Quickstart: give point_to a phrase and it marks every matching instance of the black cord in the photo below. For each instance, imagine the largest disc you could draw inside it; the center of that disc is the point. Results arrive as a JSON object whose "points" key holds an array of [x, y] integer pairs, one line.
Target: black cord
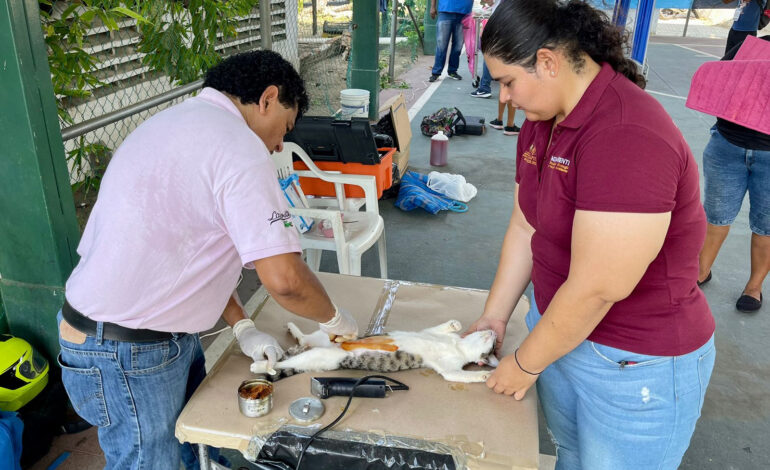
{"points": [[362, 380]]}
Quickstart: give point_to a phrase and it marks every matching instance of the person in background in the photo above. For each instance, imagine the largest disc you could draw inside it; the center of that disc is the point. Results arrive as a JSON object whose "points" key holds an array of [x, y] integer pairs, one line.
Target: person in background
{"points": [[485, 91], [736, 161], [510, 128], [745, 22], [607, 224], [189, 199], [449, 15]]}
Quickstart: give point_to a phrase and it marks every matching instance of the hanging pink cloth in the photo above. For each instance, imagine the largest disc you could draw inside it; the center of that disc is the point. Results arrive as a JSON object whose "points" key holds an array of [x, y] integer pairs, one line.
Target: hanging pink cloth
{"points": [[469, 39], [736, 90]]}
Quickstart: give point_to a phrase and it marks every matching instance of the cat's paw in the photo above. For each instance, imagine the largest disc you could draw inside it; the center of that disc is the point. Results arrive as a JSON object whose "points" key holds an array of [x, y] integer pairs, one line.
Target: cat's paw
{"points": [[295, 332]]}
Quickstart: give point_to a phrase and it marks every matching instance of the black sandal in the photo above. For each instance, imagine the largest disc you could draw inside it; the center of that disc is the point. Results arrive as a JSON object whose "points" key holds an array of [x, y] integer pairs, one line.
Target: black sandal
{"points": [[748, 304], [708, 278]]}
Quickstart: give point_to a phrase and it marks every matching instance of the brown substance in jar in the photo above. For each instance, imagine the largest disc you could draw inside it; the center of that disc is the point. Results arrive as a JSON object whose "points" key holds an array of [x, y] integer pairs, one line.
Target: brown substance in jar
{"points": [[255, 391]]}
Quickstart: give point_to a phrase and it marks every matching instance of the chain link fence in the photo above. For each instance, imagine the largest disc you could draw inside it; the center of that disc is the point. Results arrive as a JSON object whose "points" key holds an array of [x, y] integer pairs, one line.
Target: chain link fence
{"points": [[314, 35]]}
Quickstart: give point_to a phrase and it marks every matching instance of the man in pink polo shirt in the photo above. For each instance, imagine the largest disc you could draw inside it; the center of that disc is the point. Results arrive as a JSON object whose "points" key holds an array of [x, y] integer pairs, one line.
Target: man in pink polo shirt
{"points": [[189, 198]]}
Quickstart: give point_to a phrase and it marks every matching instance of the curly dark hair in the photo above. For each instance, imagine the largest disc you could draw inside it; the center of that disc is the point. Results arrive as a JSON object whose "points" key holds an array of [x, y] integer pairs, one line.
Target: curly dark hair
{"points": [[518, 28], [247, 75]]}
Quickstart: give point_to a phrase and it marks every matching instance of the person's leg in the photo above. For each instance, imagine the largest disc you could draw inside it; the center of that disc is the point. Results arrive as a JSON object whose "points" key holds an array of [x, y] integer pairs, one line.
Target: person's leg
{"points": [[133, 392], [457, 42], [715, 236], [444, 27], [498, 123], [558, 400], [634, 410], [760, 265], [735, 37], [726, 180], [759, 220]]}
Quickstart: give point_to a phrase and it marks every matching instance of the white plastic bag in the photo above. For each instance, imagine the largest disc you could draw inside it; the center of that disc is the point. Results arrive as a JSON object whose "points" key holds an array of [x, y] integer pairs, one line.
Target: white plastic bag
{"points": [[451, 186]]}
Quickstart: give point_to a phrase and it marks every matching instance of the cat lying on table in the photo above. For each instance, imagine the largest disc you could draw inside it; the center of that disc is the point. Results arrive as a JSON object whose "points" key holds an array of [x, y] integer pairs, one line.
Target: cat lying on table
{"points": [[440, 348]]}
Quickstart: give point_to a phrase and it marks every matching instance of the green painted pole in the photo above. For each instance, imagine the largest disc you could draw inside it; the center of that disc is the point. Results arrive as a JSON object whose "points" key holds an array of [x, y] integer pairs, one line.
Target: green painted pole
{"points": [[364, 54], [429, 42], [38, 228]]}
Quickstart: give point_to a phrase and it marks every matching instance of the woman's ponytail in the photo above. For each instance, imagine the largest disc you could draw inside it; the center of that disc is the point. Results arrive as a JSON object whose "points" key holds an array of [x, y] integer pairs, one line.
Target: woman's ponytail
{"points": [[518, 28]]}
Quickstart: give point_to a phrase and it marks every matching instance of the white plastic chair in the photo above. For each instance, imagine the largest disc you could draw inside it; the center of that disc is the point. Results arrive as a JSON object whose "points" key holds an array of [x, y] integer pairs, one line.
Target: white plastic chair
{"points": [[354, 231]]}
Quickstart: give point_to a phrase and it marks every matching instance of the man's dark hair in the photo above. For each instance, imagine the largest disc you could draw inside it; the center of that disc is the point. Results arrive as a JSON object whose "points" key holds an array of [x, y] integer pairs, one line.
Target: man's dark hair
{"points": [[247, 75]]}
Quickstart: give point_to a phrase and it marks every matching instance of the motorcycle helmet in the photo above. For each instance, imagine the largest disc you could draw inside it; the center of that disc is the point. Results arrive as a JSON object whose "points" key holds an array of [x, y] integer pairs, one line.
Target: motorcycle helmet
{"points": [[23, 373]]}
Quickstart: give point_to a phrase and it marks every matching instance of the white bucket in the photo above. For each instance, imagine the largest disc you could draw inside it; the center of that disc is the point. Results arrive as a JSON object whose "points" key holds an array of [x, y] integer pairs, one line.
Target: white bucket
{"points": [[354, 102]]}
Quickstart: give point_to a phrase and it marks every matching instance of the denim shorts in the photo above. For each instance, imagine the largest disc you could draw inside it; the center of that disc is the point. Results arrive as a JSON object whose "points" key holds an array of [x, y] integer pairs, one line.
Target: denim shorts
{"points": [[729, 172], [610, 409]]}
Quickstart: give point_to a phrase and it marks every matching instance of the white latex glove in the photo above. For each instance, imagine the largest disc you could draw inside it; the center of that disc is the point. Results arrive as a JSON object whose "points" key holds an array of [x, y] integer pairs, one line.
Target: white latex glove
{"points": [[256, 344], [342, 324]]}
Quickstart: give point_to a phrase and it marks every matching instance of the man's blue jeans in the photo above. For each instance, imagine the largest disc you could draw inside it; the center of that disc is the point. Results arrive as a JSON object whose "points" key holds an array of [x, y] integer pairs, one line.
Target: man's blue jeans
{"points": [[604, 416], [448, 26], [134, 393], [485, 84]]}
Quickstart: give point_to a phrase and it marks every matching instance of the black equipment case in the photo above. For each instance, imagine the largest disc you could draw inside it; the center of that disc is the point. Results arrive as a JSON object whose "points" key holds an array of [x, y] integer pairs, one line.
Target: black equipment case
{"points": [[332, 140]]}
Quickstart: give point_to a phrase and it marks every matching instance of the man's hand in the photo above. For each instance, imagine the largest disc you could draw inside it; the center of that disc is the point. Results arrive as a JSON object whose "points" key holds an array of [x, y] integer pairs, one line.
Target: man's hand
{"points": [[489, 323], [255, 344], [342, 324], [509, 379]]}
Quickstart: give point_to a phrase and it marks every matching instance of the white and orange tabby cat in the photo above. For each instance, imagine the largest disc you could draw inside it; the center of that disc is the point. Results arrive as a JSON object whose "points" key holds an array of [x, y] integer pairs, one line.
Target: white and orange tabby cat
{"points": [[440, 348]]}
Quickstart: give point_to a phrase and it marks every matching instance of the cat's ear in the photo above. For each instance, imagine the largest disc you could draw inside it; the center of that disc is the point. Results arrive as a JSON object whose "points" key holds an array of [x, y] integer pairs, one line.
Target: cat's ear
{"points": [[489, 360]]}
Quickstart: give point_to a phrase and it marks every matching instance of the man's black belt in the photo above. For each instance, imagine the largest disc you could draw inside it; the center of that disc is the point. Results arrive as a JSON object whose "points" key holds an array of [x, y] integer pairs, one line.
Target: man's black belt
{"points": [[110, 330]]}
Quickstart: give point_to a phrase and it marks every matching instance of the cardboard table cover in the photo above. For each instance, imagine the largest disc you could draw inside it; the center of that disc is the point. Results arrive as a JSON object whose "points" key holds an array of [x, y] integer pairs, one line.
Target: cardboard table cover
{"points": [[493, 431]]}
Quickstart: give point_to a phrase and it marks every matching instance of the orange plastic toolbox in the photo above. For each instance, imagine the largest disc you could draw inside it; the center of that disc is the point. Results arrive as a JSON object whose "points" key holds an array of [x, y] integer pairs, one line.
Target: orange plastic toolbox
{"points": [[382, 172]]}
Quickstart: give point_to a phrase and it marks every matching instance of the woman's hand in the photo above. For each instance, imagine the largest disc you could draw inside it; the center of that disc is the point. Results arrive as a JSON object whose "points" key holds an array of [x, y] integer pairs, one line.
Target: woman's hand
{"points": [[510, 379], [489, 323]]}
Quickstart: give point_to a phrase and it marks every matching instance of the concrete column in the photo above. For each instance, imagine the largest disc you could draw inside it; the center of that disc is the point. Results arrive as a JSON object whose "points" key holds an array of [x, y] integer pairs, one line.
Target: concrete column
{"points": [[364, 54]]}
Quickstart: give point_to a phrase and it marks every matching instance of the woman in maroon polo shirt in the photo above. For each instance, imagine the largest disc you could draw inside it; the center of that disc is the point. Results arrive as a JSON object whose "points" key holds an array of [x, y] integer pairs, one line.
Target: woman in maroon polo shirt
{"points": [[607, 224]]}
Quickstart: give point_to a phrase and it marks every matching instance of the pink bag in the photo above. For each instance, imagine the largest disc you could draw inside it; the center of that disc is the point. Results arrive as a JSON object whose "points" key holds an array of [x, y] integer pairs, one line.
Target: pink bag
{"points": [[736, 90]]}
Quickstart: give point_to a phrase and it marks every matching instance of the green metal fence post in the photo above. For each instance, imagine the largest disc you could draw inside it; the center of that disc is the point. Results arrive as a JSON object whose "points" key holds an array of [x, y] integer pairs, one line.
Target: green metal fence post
==
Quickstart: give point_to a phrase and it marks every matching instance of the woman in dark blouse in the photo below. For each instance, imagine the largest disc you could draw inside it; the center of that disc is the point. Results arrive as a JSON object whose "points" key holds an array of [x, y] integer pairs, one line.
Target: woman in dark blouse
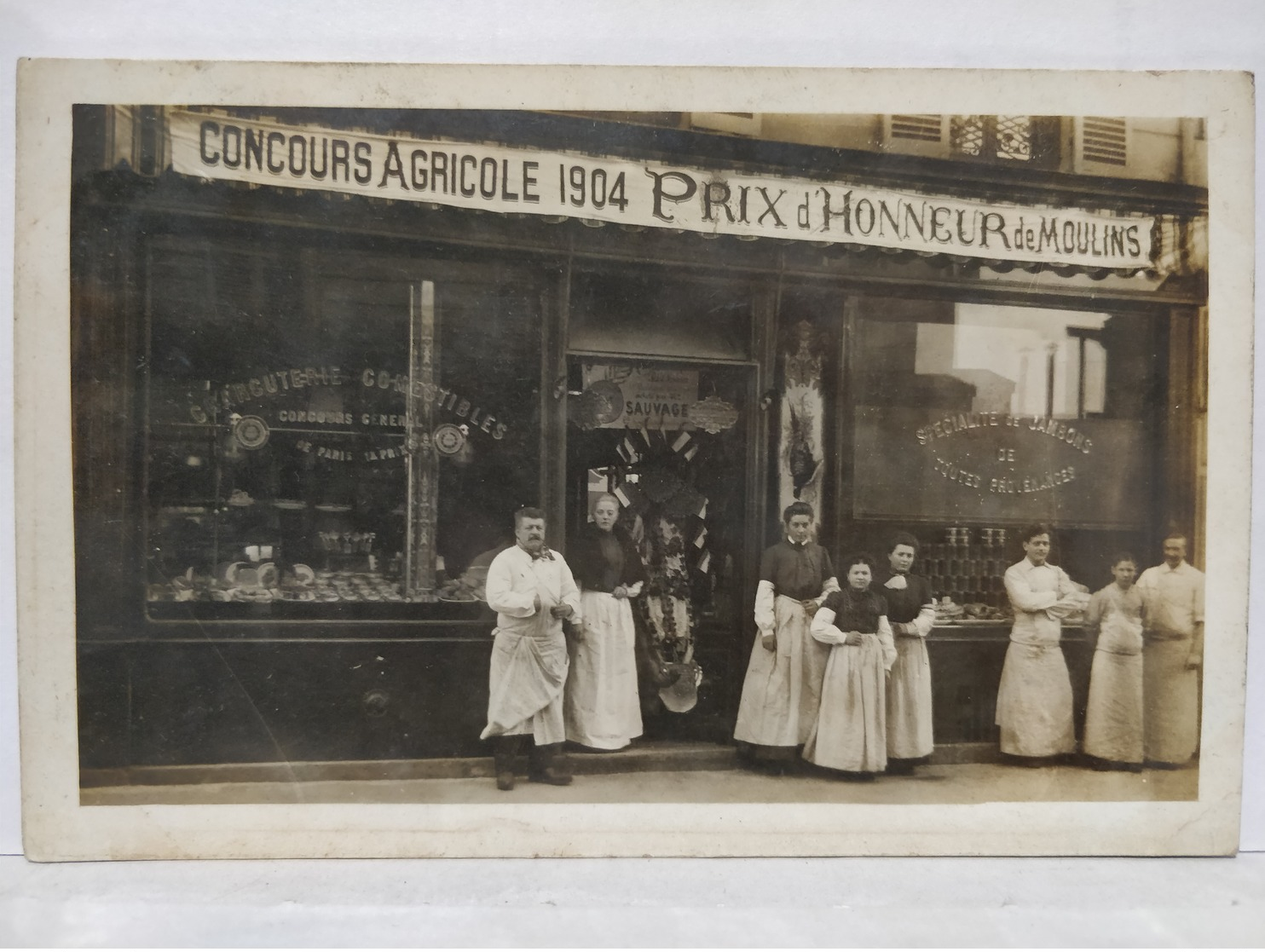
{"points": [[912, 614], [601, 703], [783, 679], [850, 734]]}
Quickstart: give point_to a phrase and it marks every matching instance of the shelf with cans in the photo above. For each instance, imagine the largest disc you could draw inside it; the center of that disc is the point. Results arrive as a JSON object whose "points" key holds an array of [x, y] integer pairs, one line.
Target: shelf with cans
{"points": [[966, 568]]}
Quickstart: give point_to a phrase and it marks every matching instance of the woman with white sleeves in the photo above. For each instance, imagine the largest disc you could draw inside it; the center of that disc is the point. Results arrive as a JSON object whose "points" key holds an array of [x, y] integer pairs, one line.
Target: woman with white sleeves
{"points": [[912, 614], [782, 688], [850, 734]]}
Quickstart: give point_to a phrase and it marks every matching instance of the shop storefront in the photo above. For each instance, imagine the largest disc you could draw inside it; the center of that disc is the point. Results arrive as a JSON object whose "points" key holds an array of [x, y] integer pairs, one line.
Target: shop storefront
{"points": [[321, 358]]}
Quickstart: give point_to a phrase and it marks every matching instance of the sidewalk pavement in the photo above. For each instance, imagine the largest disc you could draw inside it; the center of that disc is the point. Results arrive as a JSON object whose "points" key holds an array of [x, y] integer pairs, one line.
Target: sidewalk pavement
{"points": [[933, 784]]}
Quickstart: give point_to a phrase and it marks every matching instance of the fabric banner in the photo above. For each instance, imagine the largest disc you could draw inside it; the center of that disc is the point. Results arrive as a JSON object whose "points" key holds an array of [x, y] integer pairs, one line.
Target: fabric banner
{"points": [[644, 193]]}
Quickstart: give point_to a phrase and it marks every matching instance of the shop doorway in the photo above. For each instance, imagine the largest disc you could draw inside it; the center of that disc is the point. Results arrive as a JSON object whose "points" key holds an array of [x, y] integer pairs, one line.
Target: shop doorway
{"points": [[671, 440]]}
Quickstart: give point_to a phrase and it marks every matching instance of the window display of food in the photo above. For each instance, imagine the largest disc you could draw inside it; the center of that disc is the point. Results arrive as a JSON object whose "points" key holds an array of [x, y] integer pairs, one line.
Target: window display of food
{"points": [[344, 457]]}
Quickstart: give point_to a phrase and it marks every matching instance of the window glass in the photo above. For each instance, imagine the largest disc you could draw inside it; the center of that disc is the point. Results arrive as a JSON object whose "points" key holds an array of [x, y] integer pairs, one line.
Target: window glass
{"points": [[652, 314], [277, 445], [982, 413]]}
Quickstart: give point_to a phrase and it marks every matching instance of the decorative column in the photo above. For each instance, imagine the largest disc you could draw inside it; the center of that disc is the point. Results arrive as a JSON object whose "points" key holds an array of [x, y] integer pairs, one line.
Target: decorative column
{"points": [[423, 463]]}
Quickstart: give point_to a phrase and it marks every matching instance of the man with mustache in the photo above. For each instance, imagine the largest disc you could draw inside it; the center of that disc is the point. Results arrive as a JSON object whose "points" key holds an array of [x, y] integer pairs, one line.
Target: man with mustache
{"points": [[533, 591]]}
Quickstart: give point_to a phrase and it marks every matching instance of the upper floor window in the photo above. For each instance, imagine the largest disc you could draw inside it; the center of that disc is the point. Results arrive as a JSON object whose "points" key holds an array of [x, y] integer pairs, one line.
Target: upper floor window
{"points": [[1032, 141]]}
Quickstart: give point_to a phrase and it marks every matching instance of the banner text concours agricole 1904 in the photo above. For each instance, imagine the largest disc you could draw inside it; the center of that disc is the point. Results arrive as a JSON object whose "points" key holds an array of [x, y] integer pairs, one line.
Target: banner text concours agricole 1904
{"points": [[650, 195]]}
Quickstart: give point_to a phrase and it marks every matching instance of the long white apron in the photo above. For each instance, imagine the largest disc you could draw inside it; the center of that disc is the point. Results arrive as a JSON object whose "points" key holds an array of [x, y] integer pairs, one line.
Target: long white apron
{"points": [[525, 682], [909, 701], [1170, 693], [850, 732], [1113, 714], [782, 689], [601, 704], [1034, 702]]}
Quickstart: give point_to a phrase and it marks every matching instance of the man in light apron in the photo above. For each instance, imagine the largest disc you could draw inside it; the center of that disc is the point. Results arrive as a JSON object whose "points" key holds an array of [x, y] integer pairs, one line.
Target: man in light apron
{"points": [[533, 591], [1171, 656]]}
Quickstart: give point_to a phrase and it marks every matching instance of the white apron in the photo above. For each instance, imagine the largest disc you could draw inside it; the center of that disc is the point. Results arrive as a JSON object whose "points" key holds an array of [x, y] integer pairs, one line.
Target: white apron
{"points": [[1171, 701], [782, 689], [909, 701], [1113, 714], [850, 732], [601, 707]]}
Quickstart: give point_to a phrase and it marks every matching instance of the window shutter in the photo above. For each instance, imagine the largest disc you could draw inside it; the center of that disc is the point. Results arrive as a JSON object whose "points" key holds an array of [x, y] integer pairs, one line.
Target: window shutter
---
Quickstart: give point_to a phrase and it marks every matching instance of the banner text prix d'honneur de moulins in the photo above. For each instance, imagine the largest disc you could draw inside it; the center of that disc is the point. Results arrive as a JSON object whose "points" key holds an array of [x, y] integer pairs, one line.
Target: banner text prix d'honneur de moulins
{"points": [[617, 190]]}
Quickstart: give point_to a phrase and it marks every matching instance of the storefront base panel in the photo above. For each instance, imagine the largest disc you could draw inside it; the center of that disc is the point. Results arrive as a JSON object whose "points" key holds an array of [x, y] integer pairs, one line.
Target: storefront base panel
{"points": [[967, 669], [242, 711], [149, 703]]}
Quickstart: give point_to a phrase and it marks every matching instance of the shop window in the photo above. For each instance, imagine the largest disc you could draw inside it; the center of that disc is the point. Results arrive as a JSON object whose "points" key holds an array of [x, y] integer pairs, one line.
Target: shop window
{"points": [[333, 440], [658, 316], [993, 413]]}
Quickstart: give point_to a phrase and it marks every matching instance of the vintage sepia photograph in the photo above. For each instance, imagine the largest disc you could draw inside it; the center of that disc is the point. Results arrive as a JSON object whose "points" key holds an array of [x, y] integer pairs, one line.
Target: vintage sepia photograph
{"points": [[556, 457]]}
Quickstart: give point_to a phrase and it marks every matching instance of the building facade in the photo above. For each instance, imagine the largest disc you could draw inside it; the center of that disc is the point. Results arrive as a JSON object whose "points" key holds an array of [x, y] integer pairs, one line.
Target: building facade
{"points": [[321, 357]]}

• [WORK TO BE COMPLETED] State how many lines of the records above contain the word "shutter", and give only that number.

• [ANSWER FOR THIS EXERCISE] 2